[Entries excerpted from a collection]
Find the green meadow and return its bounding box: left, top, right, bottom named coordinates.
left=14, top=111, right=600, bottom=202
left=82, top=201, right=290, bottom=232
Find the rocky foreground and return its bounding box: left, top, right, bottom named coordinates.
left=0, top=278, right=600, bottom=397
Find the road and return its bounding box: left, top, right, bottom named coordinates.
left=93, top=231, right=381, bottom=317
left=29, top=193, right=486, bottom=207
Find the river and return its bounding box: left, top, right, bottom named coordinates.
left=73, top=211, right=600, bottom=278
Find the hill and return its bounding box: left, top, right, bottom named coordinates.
* * *
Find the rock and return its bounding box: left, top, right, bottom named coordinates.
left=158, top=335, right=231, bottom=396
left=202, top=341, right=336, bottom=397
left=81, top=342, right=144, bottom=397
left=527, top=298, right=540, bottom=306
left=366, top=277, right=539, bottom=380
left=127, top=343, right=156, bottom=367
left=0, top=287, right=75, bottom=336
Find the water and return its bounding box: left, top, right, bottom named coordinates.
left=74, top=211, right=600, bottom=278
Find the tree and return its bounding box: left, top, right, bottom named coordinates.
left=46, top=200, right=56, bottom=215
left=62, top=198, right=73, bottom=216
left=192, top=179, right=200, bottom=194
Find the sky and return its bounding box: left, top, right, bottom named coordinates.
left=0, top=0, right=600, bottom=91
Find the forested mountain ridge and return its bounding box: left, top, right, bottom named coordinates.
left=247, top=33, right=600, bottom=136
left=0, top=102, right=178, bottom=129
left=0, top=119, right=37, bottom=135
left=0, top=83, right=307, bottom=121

-- Directions for this task --
Please update the part that opens with the line containing "Find the forested" and closes with the line containing "left=0, top=83, right=307, bottom=121". Replace "forested mountain ridge" with "wooded mountain ridge" and leave everything else unchanged.

-- Solution to this task --
Find the wooded mountain ridge and return its bounding box: left, top, right, bottom named coordinates.
left=247, top=33, right=600, bottom=136
left=0, top=102, right=178, bottom=129
left=0, top=119, right=37, bottom=135
left=0, top=83, right=307, bottom=121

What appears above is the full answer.